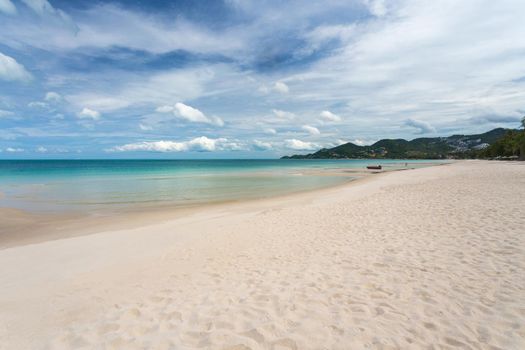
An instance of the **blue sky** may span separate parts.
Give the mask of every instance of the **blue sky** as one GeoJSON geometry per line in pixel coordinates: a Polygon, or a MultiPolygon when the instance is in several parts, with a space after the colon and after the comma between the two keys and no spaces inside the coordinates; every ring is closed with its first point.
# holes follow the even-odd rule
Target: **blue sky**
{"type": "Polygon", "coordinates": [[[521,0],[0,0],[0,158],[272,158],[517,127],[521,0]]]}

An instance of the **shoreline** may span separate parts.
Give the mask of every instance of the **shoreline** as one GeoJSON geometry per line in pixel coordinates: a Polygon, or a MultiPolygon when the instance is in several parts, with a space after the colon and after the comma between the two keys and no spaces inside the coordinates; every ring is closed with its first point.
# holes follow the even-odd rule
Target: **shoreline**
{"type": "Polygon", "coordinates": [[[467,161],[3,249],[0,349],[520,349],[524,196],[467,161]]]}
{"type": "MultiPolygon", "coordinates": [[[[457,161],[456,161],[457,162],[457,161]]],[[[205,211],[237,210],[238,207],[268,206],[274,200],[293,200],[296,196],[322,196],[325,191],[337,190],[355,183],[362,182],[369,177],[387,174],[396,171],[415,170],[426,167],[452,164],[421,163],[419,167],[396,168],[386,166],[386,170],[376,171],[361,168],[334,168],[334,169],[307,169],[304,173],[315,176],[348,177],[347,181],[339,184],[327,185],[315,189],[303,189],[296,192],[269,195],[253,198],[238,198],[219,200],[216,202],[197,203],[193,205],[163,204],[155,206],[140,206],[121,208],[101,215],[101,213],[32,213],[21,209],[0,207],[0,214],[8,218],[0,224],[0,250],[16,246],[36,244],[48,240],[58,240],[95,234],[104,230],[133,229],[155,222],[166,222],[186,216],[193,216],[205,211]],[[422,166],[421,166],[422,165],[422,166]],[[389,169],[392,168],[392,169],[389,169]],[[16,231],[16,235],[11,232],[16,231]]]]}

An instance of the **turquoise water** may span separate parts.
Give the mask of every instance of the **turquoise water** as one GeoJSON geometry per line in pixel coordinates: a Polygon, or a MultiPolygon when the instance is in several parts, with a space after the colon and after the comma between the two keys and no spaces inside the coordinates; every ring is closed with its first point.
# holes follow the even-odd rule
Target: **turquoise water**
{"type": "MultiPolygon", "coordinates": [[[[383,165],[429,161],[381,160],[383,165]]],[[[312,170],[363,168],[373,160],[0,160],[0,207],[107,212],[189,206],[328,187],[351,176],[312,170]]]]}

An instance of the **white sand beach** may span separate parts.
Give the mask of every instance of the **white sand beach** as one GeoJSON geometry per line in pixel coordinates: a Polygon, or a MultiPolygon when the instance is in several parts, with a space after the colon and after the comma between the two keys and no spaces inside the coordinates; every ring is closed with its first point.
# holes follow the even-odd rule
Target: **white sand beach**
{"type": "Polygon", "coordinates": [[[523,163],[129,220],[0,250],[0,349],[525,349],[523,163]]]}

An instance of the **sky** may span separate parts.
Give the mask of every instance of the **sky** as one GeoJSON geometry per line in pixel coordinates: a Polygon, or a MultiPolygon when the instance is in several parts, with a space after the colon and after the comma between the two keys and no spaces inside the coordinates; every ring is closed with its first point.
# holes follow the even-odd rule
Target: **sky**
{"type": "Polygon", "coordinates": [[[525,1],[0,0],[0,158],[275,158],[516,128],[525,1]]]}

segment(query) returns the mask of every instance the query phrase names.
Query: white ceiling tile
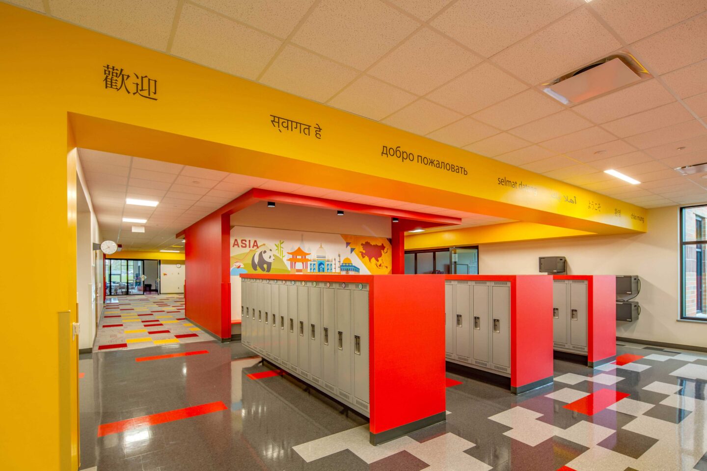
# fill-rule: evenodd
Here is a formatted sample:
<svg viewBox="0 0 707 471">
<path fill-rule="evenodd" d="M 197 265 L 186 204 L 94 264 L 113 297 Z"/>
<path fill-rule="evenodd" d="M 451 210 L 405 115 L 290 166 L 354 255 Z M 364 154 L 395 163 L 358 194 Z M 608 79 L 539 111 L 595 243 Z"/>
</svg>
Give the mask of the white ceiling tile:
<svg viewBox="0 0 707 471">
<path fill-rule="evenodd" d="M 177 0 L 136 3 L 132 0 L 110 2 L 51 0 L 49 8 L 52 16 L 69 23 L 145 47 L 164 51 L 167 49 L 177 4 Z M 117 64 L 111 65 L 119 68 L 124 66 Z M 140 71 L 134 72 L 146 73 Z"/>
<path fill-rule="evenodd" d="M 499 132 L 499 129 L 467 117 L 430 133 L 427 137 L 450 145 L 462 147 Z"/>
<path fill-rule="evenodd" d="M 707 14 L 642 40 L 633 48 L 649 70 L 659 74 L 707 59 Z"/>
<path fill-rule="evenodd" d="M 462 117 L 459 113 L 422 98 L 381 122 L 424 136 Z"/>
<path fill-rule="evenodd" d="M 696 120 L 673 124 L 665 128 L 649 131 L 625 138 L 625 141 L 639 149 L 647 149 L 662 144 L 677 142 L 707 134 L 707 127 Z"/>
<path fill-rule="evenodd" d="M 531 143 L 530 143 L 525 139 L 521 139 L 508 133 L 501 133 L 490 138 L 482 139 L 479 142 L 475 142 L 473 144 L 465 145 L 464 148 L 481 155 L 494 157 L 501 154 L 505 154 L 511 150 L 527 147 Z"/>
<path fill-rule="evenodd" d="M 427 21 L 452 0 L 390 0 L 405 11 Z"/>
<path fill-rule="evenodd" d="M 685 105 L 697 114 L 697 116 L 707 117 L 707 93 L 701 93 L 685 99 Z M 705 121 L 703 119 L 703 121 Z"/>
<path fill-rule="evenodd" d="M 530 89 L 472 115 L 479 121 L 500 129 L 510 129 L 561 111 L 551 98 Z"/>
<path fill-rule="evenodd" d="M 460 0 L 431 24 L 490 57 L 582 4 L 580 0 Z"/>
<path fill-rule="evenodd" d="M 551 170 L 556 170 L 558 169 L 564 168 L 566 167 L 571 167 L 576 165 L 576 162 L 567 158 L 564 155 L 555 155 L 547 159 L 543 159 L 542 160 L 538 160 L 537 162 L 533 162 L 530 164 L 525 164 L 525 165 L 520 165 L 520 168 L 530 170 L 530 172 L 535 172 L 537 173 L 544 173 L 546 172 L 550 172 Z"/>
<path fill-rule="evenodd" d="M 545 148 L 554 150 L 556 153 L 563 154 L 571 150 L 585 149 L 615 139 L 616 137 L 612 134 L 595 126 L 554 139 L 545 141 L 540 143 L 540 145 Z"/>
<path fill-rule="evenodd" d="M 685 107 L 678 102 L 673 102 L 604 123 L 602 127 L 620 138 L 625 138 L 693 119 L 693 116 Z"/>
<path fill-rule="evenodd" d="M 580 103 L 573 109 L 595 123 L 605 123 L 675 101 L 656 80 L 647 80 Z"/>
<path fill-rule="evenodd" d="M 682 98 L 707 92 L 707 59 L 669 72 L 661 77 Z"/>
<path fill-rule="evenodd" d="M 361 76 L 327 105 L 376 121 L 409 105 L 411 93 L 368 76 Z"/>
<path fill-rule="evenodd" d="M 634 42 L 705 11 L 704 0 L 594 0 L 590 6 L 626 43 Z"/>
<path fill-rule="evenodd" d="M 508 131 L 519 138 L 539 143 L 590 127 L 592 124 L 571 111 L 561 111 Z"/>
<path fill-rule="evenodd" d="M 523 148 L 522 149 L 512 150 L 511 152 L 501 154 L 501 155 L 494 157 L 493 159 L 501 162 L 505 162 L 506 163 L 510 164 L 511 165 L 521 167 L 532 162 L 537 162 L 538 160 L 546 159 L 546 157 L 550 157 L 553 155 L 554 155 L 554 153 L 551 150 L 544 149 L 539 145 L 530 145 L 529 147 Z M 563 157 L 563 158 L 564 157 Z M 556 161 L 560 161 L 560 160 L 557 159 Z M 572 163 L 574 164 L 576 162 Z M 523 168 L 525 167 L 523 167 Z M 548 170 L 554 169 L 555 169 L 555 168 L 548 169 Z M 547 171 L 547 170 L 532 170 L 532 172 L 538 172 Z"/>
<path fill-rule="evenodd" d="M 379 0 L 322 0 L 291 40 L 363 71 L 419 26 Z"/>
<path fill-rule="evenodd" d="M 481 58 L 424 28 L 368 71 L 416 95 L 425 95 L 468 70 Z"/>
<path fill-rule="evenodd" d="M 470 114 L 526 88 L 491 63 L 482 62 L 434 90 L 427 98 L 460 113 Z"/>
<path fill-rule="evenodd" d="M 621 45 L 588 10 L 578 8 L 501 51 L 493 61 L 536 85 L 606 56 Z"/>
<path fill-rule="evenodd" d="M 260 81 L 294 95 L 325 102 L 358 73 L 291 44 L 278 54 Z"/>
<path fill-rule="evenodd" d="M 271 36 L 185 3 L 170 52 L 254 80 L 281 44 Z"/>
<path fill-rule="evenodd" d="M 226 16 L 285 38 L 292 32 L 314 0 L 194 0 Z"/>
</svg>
+++++
**Direction**
Begin at the line above that has "segment(query) returns the" and stop after the line that has "197 265 L 186", then write those lines out again with "ceiling" swapped for "roof" and everything else left as is. Omit the pictures from your answer.

**Result below**
segment(query) returns the mask of every instance the query phrase names.
Query: white roof tile
# fill-rule: evenodd
Here is a formatted sample:
<svg viewBox="0 0 707 471">
<path fill-rule="evenodd" d="M 197 265 L 186 204 L 94 264 L 113 297 Z"/>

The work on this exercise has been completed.